> [TEXT PASSAGE]:
★ ★ ★ ★ ★

Prenuptial and postnuptial agreements are often treated as if they are dirty words. That’s understandable because they focus on the breakup and end of a relationship. The truth, however, is that prenuptial and postnuptial agreements are a critical aspect of the marriage process. After all, marriage is not just a romantic relationship. Marriage is also a business relationship.

 

This unique dual-natured aspect of matrimony has led to an increased prevalence amongst couples to seek pre and postnuptial agreements to ensure their financial interests are protected in the event of a divorce.

 

If you and your partner are considering a prenuptial agreement before you wed, or if you are already married but wish to protect your assets in the unfortunate event of a divorce, you need to contact an experienced family law attorney right away. At The Law Offices of James C. DeZao P.A., we’re experts on every facet of family law, including prenuptial and postnuptial agreements. Not only that, but our knowledgeable team prides itself on our compassionate and caring representation of our clients, both inside and out of New Jersey Family Court. We’re here to ensure that your assets are protected and that you receive the best possible financial outcome in the event of marriage dissolution.

Prenuptial & Post Agreement

Prenuptial Agreements in New Jersey Law

New Jersey Statute 37, Sections 2-31 defines prenuptial agreements. According to the statute, the following items may be included in a prenuptial agreement:

  • The rights and obligations of each spouse concerning property;
  • The right to manage and control property;
  • How wealth or property will be distributed at divorce, death, or the occurrence (or non-occurrence) of any other such event;
  • The modification or termination of spousal support;
  • The arranging to carry out the provisions of the agreement;
  • The ownership rights in – and distribution of –  the death benefit from a life insurance policy;
  • The choice of law governing the construction of the agreement;
  • Any other matter, including personal rights and obligations, as long as it doesn’t violate any public policy.

Should I Get a Prenup?

Deciding to get a prenuptial or postnuptial agreement may seem like a complicated decision, but in reality, it makes sense for a wide number of reasons. That does not mean, however, that they are the right choice for all couples.

Advantages of a Prenup

There are several advantages for couples to consider a prenuptial agreement before they wed. Prenuptial agreements, for example, can:

  • Protect the inheritance rights of your children or grandchildren from a previous relationship.
  • Protect your business or business interests from being divided in the event of a divorce.
  • Ensure yourself from any pre-existing debt your spouse may have.
  • Limit the amount of spousal support, or alimony, that you may be liable to pay in the case of divorce.
  • Provide assurances financial if you give up a lucrative career for marriage.

★ ★ ★ ★ ★

Can you go on with the text on prenuptial agreements, picking up after its last sentence?

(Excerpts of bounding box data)

★ ★ ★ ★ ★

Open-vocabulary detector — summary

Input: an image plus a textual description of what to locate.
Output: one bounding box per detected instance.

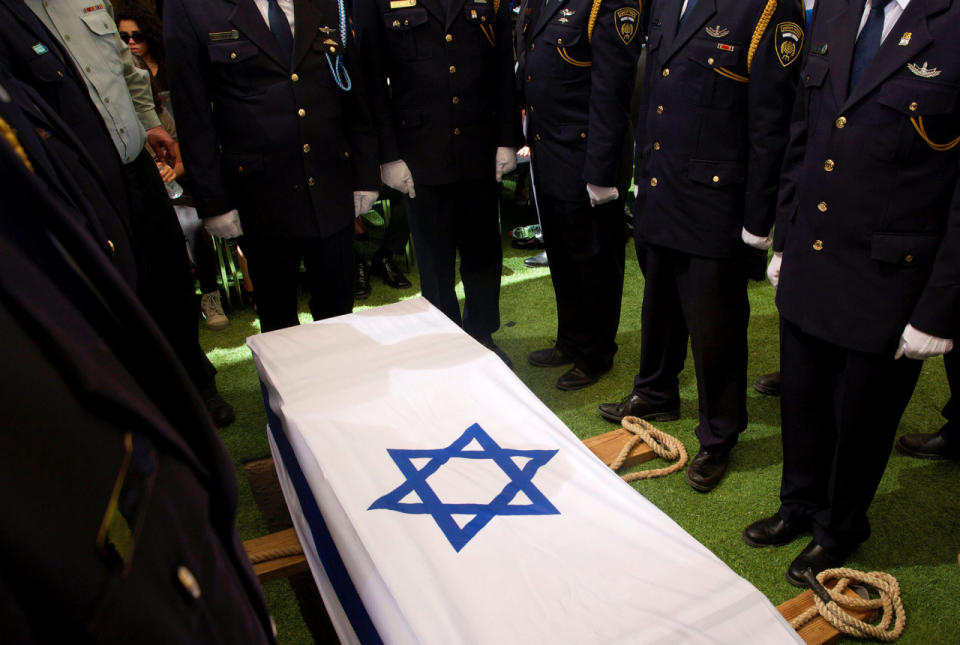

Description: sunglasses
[120,31,147,45]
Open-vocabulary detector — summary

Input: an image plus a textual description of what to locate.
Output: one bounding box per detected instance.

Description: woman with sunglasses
[117,5,170,110]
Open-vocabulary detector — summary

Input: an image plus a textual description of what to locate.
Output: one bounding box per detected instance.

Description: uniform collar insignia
[706,25,730,38]
[907,61,943,78]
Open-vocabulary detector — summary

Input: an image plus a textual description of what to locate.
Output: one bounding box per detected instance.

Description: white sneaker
[200,291,230,331]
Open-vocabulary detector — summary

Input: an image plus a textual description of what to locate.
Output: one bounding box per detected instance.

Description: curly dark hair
[117,3,167,66]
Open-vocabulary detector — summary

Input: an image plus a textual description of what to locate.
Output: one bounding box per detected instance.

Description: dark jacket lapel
[843,0,940,110]
[230,0,286,69]
[663,0,717,61]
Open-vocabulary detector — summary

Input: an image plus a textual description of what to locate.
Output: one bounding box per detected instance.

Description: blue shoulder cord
[327,0,353,92]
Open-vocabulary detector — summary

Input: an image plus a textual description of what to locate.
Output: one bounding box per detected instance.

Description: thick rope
[248,544,303,564]
[790,567,907,642]
[610,417,687,482]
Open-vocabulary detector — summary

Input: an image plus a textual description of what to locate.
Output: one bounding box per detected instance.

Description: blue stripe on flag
[260,381,383,645]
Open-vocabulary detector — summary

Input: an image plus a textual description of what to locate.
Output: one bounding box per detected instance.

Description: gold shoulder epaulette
[747,0,777,74]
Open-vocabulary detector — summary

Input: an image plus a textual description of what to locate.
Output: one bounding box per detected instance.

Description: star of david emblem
[367,423,560,552]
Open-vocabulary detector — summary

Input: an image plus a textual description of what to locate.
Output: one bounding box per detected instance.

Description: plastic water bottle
[164,179,183,199]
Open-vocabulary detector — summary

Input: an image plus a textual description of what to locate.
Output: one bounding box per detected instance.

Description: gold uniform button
[177,565,200,600]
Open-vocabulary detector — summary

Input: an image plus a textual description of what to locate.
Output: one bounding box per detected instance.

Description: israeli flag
[247,298,802,645]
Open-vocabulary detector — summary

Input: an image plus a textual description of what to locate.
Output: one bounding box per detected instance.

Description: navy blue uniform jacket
[0,73,274,643]
[164,0,379,237]
[517,0,643,202]
[775,0,960,356]
[635,0,804,258]
[355,0,521,186]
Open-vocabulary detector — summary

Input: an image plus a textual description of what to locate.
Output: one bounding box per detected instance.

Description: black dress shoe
[597,392,680,423]
[200,384,236,428]
[897,432,960,459]
[523,251,550,269]
[753,372,780,396]
[370,256,410,289]
[787,540,854,589]
[527,347,573,367]
[741,513,809,548]
[687,448,730,493]
[353,262,370,300]
[557,367,604,392]
[510,235,543,251]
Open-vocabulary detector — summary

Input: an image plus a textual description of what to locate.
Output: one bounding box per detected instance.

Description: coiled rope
[790,567,907,642]
[610,416,687,482]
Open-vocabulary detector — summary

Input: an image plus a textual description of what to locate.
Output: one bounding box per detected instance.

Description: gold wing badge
[773,22,803,67]
[613,7,640,45]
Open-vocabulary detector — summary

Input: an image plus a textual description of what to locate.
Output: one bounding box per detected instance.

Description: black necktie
[267,0,293,63]
[677,0,697,31]
[847,0,890,94]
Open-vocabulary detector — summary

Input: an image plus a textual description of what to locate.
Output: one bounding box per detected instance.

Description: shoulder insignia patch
[773,22,803,67]
[613,7,640,45]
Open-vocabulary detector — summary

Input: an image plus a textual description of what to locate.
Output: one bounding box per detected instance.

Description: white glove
[353,190,380,217]
[380,159,417,199]
[496,146,517,182]
[587,184,620,206]
[767,252,783,289]
[203,208,243,240]
[740,227,773,251]
[894,324,953,361]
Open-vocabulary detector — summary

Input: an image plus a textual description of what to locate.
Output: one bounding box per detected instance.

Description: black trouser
[780,320,923,549]
[634,245,750,450]
[123,151,217,389]
[537,188,625,374]
[940,348,960,446]
[406,180,503,342]
[374,186,410,257]
[240,224,354,332]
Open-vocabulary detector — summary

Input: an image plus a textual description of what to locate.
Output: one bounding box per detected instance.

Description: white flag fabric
[247,298,802,645]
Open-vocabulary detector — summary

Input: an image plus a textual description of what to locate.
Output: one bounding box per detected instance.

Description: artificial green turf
[201,204,960,645]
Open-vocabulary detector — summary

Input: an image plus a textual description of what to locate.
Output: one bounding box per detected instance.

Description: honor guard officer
[599,0,804,492]
[517,0,642,390]
[743,0,960,586]
[356,0,521,364]
[164,0,379,331]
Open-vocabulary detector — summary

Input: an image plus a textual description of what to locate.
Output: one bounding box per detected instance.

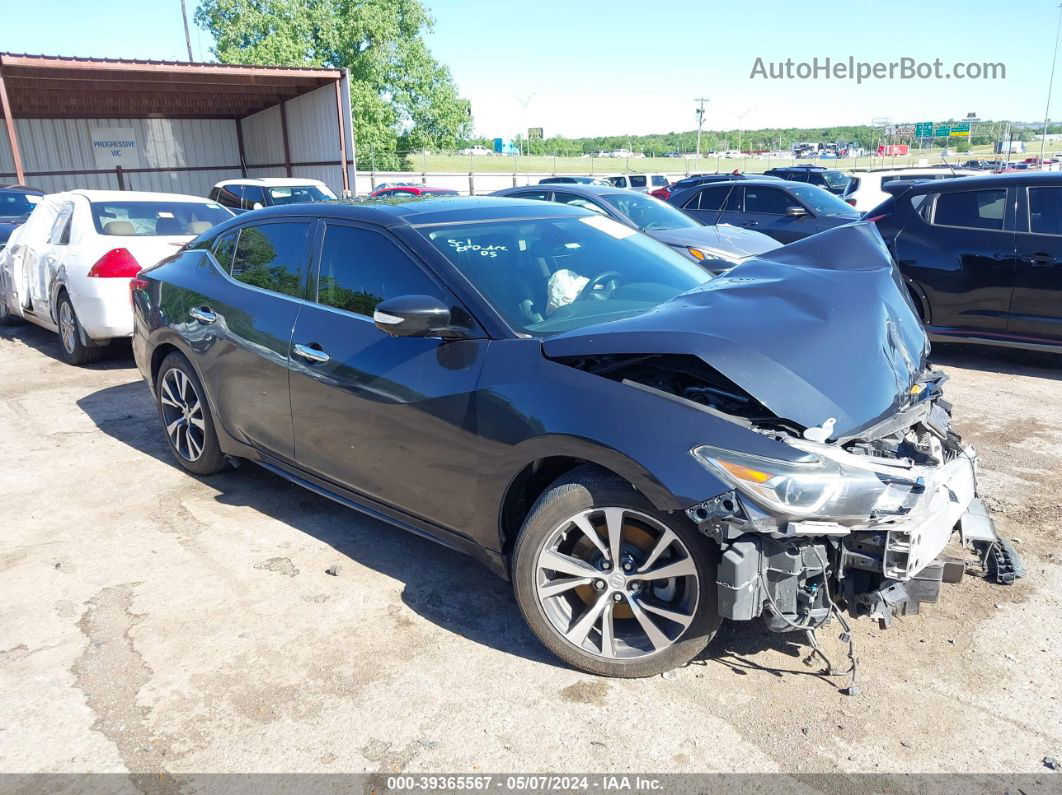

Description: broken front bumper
[690,448,1020,630]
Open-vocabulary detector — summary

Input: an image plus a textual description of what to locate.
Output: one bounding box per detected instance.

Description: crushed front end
[687,369,1021,632]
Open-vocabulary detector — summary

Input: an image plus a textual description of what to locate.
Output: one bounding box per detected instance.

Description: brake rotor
[572,515,656,619]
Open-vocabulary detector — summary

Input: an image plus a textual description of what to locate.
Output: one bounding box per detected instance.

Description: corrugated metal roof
[0,52,341,80]
[0,53,343,119]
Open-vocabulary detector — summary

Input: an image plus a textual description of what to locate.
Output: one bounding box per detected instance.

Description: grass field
[399,144,1052,174]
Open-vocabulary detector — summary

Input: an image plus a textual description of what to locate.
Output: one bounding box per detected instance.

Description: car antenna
[940,155,958,176]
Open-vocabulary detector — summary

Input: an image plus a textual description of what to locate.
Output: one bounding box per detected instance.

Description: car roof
[491,183,632,196]
[911,171,1062,194]
[69,188,221,204]
[684,176,798,190]
[213,176,324,188]
[771,163,837,171]
[203,197,594,235]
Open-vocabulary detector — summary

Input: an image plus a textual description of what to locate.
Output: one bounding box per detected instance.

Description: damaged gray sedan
[133,198,1020,676]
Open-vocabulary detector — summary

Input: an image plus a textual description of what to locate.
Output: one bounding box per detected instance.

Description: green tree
[195,0,472,169]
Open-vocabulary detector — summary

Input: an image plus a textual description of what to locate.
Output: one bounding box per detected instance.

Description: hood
[543,219,929,437]
[647,224,782,259]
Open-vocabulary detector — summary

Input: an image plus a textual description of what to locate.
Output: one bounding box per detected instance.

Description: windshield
[269,185,336,204]
[822,169,849,188]
[417,215,710,336]
[601,193,703,231]
[89,202,233,237]
[0,190,40,218]
[787,185,859,218]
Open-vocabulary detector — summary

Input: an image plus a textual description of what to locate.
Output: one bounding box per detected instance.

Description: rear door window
[686,185,741,212]
[232,221,310,296]
[316,224,451,317]
[744,186,799,215]
[210,185,243,207]
[932,188,1007,230]
[211,229,240,273]
[1029,188,1062,236]
[48,202,73,245]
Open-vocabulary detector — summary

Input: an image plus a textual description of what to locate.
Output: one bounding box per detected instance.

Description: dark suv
[133,197,995,676]
[867,172,1062,351]
[764,166,849,196]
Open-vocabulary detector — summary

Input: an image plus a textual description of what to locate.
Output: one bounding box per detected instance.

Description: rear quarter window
[932,188,1007,231]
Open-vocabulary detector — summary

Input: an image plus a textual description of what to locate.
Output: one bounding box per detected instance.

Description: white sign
[91,127,140,170]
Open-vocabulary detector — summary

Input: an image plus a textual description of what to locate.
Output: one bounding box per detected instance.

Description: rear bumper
[70,279,133,340]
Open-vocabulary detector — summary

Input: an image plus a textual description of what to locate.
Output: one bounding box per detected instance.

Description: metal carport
[0,53,355,195]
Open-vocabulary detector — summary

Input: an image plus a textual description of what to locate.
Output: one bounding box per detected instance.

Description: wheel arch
[498,437,680,554]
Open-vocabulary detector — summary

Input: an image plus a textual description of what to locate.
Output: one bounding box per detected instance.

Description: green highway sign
[914,121,970,138]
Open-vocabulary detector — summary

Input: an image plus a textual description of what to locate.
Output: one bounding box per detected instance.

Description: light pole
[516,91,534,155]
[693,97,708,159]
[1040,3,1062,167]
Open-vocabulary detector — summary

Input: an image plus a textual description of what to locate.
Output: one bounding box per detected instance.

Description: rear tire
[55,292,103,365]
[513,467,722,677]
[155,353,228,474]
[0,293,22,326]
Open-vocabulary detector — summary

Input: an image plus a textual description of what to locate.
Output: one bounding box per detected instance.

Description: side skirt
[252,453,509,580]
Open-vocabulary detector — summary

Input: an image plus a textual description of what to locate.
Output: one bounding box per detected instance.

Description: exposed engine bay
[565,355,1022,632]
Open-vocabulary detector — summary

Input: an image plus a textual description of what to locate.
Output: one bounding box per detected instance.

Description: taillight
[88,248,140,279]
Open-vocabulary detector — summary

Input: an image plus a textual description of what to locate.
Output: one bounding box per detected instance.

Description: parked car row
[0,164,1045,676]
[133,192,1015,676]
[0,190,233,364]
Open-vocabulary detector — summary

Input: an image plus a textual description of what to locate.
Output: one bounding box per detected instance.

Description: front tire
[155,353,228,474]
[513,467,721,677]
[0,293,22,326]
[55,292,103,365]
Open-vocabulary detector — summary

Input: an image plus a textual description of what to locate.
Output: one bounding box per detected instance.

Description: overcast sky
[0,0,1062,137]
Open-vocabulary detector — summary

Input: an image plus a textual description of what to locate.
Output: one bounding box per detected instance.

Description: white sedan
[0,190,233,364]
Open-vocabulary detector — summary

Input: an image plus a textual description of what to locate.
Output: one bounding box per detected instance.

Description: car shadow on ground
[0,323,136,369]
[78,381,842,675]
[929,342,1062,377]
[78,381,563,667]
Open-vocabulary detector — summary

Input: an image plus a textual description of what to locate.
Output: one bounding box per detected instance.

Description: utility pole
[181,0,195,64]
[516,91,535,155]
[693,97,708,158]
[1040,3,1062,168]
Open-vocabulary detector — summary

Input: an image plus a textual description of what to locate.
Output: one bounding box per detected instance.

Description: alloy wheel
[158,367,206,461]
[59,300,78,355]
[535,507,700,660]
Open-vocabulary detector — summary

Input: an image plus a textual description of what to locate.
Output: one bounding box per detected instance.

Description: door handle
[292,343,329,364]
[188,307,218,325]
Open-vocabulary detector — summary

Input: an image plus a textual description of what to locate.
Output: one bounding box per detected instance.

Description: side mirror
[373,295,453,336]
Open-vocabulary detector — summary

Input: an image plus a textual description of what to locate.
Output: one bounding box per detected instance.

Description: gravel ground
[0,326,1062,775]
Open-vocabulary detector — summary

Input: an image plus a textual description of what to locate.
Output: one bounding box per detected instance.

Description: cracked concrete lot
[0,326,1062,780]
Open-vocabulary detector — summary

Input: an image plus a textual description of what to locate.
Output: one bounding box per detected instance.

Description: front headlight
[686,245,742,265]
[691,445,902,520]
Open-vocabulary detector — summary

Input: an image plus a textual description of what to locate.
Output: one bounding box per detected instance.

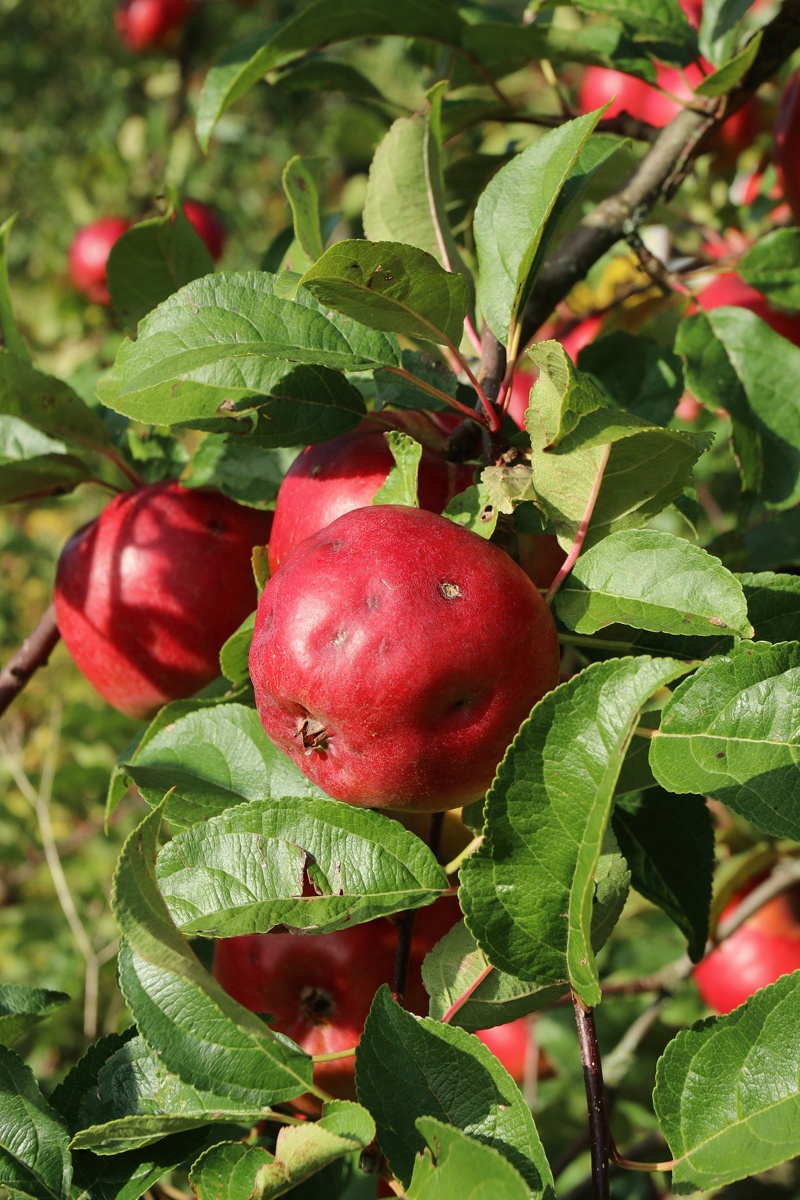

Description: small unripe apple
[114,0,194,54]
[249,505,559,812]
[269,412,474,574]
[53,481,271,718]
[694,880,800,1013]
[772,71,800,223]
[68,217,131,305]
[184,200,227,263]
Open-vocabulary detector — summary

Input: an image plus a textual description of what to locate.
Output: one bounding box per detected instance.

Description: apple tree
[0,0,800,1200]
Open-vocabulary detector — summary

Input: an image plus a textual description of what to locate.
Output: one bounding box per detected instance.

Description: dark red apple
[114,0,194,54]
[70,217,131,305]
[269,410,475,574]
[53,481,271,718]
[694,878,800,1013]
[184,200,227,263]
[249,505,559,812]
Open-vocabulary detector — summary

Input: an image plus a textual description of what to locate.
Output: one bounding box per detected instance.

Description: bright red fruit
[70,217,131,305]
[53,481,271,718]
[694,880,800,1013]
[249,505,559,812]
[114,0,194,54]
[184,200,227,263]
[772,71,800,222]
[578,62,760,154]
[694,271,800,346]
[269,412,475,574]
[213,898,461,1099]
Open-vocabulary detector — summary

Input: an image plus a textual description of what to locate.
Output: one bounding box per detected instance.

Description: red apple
[269,410,475,574]
[249,505,559,812]
[772,71,800,223]
[70,217,131,305]
[213,896,461,1109]
[694,880,800,1013]
[694,271,800,346]
[114,0,194,54]
[53,481,271,718]
[184,200,227,263]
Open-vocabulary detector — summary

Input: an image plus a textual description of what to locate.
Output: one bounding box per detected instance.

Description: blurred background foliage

★ ★ ★ ★ ★

> [EXERCISE ANSWER]:
Disadvantages of Prenups

There are several reasons why you may feel you do not want to enter into a prenuptial or postnuptial agreement. These may include, but are not limited to:

  • A prenuptial agreement may mean you have to give up your right to inherit your spouse’s estate should they die.
  • You may be unable to claim a portion of your spouse’s business after divorce – even if you were integral to its growth and success.
  • A low-wage, or non-wage, earning spouse may not be able to maintain their lifestyle after divorce.
  • If signed during a “honeymoon stage” of love, one party may not agree to the terms of the agreement once those feelings have waned later.

To better understand your options, and if a prenuptial agreement is correct for you, you should speak with an experienced family law attorney, who can guide you through the process and ramifications of such an agreement.

Can A Prenuptial Agreement Be Invalid?

As outlined in the Uniform Premarital Agreement Act, Section 38, a prenuptial agreement becomes unenforceable if “the party seeking to nullify the agreement can prove that (1) the party executed the agreement involuntarily, or (2) the agreement was unconscionable when it was executed because, before executing the agreement, that party”:

  • Was not provided full and fair disclosure of the earnings, property and financial obligations of the other party;
  • Didn’t voluntarily and expressly waive any right to disclosure of the property or financial obligations of the other party beyond the disclosure provided;
  • Didn’t have an adequate understanding of the property or financial obligations of the other party;
  • Didn’t consult with their own attorney and didn’t voluntarily and expressly waive the opportunity to consult with their own attorney.

Postnuptial Agreement

Like a prenuptial agreement, a postnuptial agreement, sometimes also referred to as a post-marital agreement, is a legal document signed by those married. Postnuptial agreements, like their premarital counterparts, establish an arrangement of how the married couple’s assets, including wealth, property and other items, will be distributed in the event of a divorce.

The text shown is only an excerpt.